--- Data to use Enclosed Below ---
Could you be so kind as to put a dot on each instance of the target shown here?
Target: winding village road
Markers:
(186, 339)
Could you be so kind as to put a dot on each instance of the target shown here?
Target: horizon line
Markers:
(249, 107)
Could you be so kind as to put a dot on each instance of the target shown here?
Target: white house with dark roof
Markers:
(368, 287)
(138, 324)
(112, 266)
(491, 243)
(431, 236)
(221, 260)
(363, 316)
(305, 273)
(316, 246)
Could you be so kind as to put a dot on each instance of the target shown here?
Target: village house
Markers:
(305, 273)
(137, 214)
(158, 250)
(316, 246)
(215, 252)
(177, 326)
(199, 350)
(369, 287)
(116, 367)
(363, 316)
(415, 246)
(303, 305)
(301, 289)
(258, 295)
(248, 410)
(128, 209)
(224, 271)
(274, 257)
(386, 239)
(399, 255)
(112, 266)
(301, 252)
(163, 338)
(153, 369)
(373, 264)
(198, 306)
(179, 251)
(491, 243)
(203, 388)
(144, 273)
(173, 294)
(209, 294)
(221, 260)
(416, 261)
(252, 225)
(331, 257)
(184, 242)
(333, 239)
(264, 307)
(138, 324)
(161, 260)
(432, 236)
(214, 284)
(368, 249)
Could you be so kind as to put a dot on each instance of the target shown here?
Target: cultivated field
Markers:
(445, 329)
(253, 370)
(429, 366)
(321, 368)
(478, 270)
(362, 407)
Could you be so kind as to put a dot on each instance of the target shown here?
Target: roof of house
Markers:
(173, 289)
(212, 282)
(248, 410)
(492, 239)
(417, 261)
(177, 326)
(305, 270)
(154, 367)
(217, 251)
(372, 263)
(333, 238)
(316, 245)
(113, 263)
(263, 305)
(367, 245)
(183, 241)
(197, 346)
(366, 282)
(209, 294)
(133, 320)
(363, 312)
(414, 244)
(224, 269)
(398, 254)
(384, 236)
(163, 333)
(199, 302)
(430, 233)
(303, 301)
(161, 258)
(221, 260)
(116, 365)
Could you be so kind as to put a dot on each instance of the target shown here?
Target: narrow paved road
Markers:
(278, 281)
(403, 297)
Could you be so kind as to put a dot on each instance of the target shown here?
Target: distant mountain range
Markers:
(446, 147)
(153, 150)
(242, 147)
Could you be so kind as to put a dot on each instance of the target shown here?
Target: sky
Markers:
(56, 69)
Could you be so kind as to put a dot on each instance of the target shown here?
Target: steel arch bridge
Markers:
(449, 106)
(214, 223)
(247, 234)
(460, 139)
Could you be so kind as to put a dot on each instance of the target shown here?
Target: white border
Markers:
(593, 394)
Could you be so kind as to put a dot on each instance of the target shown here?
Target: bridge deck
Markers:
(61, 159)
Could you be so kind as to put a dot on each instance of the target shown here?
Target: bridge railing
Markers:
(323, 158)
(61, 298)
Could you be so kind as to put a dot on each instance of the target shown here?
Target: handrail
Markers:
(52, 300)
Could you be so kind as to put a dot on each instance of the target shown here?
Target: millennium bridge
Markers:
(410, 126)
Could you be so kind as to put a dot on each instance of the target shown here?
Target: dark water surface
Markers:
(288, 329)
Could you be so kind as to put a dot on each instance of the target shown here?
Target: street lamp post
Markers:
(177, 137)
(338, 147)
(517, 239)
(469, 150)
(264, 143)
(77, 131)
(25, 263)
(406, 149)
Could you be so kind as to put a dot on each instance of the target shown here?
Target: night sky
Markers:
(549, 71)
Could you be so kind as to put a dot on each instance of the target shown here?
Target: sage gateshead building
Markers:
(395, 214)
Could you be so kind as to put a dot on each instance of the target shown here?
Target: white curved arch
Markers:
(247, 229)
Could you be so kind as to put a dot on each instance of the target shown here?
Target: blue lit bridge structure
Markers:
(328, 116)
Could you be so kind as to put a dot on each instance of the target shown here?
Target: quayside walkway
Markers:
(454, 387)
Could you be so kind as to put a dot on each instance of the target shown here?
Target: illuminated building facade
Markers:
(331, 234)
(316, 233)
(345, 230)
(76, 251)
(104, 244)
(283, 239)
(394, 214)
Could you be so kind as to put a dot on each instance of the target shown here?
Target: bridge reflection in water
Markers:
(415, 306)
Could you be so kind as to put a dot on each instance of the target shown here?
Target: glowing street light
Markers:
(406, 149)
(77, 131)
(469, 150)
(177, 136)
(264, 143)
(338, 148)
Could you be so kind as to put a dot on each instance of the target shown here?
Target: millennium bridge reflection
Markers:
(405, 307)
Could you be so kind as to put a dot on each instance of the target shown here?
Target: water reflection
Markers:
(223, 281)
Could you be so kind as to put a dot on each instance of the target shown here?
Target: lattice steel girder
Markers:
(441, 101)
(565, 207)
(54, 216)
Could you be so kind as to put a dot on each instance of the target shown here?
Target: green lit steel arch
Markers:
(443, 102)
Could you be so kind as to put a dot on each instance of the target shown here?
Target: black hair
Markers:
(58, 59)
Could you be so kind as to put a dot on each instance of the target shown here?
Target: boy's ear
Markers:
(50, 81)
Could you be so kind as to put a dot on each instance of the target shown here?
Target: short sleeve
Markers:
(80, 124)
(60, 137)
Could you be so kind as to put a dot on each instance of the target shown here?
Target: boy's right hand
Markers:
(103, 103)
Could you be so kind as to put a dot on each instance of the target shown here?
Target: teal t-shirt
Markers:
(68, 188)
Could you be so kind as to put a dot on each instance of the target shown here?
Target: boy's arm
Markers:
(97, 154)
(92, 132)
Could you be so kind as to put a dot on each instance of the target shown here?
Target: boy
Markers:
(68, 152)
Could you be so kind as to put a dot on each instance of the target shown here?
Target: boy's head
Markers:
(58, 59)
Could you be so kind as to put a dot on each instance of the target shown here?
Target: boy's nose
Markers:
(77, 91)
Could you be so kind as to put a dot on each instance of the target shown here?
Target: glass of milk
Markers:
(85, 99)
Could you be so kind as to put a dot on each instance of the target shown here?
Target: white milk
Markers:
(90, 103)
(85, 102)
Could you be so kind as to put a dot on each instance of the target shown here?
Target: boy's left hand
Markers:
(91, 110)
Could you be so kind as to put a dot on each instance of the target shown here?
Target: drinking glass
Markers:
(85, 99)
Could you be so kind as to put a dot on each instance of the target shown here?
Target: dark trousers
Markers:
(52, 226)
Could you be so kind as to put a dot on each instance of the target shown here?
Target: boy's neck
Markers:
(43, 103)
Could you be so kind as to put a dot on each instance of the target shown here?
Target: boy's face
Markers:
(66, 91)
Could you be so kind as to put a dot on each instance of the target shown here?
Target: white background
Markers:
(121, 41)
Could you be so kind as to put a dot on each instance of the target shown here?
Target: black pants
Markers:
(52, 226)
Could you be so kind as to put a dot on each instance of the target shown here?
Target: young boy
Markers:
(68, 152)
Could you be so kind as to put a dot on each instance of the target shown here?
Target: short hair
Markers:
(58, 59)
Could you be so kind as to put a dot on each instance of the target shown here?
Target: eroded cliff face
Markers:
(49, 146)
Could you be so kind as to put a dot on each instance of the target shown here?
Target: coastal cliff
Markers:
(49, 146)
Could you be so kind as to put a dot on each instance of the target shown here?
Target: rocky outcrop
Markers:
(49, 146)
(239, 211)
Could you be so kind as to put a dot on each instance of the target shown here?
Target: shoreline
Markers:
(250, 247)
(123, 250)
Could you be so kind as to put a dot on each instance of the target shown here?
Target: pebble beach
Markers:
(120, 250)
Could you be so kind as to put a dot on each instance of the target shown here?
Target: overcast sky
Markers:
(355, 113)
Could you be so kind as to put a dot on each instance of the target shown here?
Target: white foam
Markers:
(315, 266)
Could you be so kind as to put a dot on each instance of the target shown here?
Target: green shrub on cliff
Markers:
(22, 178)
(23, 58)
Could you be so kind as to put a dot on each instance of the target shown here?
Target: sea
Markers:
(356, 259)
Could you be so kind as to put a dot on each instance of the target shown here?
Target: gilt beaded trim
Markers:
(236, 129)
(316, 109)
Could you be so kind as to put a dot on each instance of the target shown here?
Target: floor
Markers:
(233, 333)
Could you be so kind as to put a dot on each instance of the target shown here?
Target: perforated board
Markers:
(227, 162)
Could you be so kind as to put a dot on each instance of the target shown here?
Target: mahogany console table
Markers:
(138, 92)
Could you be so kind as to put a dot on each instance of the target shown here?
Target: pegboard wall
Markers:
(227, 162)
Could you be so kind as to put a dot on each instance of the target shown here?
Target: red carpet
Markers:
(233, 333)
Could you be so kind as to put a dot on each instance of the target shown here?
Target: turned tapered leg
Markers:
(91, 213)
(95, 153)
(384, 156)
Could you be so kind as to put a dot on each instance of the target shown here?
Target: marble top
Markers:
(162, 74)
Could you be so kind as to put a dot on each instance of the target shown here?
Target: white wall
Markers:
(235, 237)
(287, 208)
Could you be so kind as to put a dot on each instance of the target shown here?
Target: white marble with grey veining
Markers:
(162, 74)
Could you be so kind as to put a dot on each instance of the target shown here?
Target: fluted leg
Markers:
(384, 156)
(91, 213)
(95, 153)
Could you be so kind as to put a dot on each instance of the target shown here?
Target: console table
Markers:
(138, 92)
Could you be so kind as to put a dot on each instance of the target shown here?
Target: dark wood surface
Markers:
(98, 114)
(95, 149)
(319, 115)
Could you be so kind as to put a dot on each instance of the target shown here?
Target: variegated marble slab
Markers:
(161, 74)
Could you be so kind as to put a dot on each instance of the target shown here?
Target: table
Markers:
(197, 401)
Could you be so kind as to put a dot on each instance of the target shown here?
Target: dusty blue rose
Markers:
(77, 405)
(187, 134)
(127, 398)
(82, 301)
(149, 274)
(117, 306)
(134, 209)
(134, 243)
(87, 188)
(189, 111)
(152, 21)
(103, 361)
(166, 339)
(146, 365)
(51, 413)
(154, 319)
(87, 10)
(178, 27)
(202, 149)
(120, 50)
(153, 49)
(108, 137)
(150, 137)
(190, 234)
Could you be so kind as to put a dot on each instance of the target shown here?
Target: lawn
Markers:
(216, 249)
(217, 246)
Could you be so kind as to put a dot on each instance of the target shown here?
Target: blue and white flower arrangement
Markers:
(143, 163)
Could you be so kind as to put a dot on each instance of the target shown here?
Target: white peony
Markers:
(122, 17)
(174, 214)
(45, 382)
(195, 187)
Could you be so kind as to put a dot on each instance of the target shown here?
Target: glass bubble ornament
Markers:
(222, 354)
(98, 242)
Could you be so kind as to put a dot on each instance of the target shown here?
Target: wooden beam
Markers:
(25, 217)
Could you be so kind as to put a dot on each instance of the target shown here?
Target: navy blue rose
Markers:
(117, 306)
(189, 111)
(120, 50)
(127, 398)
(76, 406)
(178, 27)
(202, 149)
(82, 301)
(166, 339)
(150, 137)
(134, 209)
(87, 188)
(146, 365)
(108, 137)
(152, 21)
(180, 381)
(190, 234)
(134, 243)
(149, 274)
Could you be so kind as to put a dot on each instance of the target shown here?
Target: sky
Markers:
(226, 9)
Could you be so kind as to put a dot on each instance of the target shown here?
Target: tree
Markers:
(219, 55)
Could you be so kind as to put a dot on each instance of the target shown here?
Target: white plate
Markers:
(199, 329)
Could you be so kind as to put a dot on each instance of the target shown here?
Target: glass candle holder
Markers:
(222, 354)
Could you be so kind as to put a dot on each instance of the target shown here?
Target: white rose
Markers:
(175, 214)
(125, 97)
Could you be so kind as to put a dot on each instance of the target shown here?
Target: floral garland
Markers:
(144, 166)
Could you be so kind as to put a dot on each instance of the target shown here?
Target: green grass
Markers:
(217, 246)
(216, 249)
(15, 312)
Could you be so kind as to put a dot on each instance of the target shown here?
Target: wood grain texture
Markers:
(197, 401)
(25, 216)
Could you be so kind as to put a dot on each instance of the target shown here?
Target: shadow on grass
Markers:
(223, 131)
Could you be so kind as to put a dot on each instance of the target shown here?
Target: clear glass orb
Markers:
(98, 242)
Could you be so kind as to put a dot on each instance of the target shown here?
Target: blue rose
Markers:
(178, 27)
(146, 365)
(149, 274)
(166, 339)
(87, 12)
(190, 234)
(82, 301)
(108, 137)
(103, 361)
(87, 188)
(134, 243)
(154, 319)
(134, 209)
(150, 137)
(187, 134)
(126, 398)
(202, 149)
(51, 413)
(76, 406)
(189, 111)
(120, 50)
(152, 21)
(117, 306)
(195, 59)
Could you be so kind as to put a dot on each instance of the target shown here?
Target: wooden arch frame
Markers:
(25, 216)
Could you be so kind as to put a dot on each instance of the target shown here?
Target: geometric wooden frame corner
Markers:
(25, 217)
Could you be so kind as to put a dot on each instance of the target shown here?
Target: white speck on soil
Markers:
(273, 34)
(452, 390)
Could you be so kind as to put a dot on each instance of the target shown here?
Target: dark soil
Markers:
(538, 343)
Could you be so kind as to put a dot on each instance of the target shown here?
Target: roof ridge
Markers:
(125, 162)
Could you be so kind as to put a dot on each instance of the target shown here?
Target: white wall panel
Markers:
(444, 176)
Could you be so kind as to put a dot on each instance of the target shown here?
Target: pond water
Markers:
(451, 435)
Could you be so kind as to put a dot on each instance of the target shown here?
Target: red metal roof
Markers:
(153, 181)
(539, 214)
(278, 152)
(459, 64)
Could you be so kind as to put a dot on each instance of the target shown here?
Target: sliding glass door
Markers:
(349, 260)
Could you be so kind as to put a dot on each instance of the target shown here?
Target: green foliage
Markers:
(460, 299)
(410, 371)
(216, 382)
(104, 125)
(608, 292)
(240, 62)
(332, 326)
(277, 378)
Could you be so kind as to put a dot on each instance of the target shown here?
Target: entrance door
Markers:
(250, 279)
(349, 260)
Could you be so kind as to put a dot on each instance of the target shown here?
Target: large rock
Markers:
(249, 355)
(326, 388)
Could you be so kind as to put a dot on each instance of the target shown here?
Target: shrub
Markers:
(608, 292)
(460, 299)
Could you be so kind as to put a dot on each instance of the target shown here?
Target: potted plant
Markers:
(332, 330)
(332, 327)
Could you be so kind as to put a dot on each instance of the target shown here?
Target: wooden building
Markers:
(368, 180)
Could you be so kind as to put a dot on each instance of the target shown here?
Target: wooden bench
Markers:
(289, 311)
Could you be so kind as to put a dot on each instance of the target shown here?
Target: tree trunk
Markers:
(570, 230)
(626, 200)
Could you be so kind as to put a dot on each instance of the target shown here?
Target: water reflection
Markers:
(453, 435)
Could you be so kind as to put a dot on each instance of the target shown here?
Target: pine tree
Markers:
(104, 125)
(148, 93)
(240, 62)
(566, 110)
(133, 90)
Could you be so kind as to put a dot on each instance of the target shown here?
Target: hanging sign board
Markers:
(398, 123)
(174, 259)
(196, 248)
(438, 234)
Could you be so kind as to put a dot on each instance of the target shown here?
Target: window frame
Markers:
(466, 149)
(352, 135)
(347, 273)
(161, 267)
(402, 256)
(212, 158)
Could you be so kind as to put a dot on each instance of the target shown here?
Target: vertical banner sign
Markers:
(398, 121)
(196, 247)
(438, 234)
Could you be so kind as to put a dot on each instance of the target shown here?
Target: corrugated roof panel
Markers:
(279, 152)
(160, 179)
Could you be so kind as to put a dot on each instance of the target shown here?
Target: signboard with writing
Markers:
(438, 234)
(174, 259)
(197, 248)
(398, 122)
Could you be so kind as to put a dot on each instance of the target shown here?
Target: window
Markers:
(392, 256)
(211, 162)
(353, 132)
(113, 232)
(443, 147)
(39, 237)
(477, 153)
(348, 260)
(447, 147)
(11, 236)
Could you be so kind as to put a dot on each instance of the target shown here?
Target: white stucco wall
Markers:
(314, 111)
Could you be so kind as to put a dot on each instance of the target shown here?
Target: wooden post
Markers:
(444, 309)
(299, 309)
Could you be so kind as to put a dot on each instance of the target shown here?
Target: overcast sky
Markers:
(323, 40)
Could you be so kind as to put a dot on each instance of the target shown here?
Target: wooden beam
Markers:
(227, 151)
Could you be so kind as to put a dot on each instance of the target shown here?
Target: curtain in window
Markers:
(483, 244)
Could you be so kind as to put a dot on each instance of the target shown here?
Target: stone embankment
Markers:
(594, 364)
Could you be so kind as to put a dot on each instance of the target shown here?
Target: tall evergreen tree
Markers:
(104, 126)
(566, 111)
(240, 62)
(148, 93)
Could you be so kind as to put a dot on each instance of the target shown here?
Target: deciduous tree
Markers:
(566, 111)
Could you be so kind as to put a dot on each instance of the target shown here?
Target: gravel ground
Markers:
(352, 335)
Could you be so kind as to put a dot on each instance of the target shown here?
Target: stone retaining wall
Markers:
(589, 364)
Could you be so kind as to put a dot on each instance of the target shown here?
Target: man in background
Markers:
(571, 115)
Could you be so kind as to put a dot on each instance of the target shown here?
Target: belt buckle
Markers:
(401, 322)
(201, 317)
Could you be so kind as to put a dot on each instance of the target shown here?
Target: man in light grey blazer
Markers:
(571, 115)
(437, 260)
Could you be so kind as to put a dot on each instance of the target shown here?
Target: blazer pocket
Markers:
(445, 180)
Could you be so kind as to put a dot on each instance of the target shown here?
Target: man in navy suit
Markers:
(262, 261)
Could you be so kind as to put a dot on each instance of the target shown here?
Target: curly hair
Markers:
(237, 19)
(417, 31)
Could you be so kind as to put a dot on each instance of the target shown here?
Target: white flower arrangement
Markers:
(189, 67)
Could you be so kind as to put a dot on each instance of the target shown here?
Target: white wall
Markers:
--- End of Enclosed Data to use ---
Problem statement
Everything from the line containing "Target: curly hair" to the bottom of the listing is to be set down exactly; leave out all other lines.

Exercise solution
Target: curly hair
Markers:
(237, 19)
(417, 31)
Could you be so kind as to put a dot on each instance of the target shown here?
Target: white flower arrangement
Markers:
(189, 67)
Could you be so kind as to put a dot on each instance of the target shown here?
Target: white wall
Markers:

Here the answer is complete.